Passage shown ▸

Don 2 reflects that change. It is that rare Bollywood film that attempts to balance style with substance. The feel is hip, the treatment slick and the look international.
Free from the baggage of a hallowed blueprint — as in the case of the first film — Farhan Akhtar dives headlong into Don 2. Akhtar the filmmaker has plenty to play around with — a menacing anti-hero, a woman alternating between love and hate for him and the prospect of crafting an adrenaline-pumping action thriller.
At the centre of it all is Don. The cool customer. The body language cocky, the demeanour bordering on zany and the attitude flamboyant. His languid entry on a speedboat across a meandering Thai river defines his cool. Smoke twirls around his face in a circular motion, he lazily flexes the ‘D’ tattoo on his biceps, his dreadlocks blow in the wind and the piercing eyes peek above the RayBans. It’s an entry that sets the tone — and raises expectations — for the rest of the film.

Data for this exercise ▸
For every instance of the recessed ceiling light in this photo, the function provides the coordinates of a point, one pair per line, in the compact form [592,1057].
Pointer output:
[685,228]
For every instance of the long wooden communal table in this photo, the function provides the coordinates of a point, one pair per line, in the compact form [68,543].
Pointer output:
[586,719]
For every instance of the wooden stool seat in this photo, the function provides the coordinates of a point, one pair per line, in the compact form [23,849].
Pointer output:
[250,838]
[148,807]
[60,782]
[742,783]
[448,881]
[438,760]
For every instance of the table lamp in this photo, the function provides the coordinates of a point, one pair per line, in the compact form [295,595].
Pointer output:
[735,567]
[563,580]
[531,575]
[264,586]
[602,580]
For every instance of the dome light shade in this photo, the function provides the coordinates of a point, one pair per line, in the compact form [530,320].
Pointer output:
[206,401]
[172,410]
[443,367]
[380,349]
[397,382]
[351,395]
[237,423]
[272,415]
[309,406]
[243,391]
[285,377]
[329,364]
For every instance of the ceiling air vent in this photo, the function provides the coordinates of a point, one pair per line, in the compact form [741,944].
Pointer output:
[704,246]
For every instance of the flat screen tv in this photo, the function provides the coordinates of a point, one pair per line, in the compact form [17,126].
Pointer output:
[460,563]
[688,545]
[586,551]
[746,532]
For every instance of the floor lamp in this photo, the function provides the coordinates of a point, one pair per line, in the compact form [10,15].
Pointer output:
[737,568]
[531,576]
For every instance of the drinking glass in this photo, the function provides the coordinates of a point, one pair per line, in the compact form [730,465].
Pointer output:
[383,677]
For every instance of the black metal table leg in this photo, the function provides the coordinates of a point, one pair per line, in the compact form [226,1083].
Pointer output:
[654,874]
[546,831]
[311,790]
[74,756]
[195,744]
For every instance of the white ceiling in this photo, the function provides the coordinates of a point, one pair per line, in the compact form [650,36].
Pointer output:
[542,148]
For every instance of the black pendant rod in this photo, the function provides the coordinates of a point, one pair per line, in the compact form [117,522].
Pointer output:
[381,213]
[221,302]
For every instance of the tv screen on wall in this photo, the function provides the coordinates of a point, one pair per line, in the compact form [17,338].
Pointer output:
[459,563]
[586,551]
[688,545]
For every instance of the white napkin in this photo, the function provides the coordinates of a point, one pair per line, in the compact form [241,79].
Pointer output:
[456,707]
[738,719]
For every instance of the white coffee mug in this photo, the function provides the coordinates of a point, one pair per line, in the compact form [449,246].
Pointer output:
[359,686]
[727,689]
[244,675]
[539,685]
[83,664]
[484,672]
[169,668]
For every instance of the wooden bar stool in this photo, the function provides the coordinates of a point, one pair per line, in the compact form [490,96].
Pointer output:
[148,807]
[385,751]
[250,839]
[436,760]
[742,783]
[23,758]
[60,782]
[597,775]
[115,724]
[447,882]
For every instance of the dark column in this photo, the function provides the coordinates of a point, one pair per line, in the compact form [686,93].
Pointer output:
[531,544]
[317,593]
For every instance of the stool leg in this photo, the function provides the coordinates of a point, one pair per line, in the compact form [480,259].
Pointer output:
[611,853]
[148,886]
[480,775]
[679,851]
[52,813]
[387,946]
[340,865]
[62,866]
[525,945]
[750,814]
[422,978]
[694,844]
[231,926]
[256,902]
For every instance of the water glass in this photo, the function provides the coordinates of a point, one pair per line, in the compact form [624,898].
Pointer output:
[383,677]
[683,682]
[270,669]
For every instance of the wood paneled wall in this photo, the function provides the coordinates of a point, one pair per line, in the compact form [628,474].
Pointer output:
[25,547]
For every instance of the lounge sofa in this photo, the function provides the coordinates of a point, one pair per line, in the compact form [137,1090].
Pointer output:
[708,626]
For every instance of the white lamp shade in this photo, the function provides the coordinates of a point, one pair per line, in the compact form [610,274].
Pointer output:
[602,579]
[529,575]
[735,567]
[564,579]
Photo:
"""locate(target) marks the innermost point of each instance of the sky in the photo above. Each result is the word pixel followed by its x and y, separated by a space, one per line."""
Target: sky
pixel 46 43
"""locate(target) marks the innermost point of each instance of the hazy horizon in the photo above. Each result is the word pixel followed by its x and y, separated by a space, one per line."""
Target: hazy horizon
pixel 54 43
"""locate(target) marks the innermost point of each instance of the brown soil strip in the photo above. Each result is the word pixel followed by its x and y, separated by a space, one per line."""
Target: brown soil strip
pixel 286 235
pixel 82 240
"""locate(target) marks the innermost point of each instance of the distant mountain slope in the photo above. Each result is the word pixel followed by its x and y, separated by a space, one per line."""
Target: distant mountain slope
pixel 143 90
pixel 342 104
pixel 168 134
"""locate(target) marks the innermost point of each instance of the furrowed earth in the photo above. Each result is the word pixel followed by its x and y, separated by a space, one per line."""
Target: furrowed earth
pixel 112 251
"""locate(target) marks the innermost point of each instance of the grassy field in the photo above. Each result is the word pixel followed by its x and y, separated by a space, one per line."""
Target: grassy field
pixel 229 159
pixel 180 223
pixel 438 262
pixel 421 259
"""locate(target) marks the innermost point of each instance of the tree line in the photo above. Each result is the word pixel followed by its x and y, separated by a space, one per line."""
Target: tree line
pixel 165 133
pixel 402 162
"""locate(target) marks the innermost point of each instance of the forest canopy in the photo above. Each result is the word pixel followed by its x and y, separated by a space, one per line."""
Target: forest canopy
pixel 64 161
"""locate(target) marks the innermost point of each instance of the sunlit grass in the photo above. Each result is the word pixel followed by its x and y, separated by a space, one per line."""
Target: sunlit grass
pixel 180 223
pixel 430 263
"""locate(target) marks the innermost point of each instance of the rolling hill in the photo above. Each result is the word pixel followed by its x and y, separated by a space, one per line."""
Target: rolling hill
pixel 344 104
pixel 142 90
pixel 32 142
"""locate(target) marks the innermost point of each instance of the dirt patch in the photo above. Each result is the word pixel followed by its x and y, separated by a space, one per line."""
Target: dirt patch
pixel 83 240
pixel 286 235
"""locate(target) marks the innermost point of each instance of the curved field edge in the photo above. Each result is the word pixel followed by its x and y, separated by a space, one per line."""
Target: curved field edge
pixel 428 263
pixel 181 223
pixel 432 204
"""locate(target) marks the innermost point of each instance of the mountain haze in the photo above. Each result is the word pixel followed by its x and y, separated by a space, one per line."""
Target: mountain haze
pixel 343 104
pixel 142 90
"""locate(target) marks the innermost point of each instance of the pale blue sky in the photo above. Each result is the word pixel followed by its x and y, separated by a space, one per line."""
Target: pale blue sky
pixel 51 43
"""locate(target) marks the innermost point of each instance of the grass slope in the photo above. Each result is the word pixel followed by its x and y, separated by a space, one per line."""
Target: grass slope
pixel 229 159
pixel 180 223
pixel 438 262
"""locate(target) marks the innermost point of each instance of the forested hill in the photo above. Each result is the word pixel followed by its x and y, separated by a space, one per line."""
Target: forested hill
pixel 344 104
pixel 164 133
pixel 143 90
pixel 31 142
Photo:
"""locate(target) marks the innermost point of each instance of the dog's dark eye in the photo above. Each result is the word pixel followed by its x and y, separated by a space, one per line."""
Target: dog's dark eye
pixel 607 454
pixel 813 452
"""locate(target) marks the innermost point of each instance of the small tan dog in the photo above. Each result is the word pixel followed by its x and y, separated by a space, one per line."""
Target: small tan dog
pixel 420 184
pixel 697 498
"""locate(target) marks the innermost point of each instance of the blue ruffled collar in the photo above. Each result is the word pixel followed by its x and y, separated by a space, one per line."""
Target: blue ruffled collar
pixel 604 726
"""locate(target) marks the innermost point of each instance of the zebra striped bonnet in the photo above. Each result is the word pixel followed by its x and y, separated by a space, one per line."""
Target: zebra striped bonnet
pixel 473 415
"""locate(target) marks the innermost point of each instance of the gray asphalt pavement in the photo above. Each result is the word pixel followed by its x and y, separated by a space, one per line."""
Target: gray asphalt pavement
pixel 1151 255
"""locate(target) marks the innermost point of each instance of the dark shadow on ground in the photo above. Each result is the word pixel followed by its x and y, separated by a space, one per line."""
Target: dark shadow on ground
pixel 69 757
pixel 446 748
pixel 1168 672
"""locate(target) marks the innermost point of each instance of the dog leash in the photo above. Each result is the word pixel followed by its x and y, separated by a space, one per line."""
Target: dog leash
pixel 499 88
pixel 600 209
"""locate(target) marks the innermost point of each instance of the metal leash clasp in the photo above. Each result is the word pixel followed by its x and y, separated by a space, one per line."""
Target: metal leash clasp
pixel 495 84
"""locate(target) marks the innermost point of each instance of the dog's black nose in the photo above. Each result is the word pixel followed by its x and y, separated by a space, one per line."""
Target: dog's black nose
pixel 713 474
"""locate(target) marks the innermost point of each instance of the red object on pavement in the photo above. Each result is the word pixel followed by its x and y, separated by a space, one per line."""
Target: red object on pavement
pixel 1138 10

Stated task A ▸ In the records, from the line with "of the mountain" up to and including the line with "pixel 813 452", switch "innermost" to "central" and give those lines again with everything else unchanged.
Stated task B ▸ Pick up the passage on Don 2 where it stops and continue it.
The passage on Don 2 and the records are separate material with no connection.

Result A ▸
"""locate(target) marks the central point of each instance of the mountain haze in the photo above. Each result is the word pixel followed by its x and y, separated by a space, one per line."""
Target: mountain haze
pixel 343 104
pixel 142 90
"""locate(target) marks the central point of each instance of the pale blue sky in the photo above. Each result is the word pixel followed by its x and y, separated by a space, one per line."""
Target: pale blue sky
pixel 51 43
"""locate(target) marks the central point of each instance of the grass slope in the photo above. Each result is the word pixel followed by its x and y, separated by a space, one per line."""
Target: grass slope
pixel 229 159
pixel 180 223
pixel 438 262
"""locate(target) marks the central point of each instance of the forested hill in the photo above. Each result is the word pixel followed by its x and y, separated by a space, one per line."""
Target: forested hill
pixel 344 104
pixel 164 133
pixel 143 90
pixel 31 142
Photo:
"""locate(target) marks the central point of each instance of the dog's dark eye in the photo above. Each result is the word pixel followed by its x and y, separated by a space, one per line."""
Target: dog's dark eye
pixel 607 454
pixel 813 452

Result B ▸
The one-liners are spouted —often in third person — with relish and the smirk never leaves the face. Don watches Tom and Jerry with childlike glee even as he plots his next murder in cold blood. Don will make a grab at any opportunity of redemption, but twist it around to suit his wily designs. The humour is self-deprecating, the attitude towards the cops out to get him almost indulgent. When cornered, he refuses to go down on his knees, for that would mean staining his white trousers. He gloriously hums Lionel Richie’s Hello to a cop baying for his blood.
Don is deliciously wicked. And wickedly charming. He plays up the sexual tension between him and nemesis Roma, daring his Junglee Billi to let go of her steely demeanour and look helplessly into his eyes. His effeminate swagger is accentuated when he looks into another man’s eyes and nonchalantly remarks: “Your eyes are beautiful!”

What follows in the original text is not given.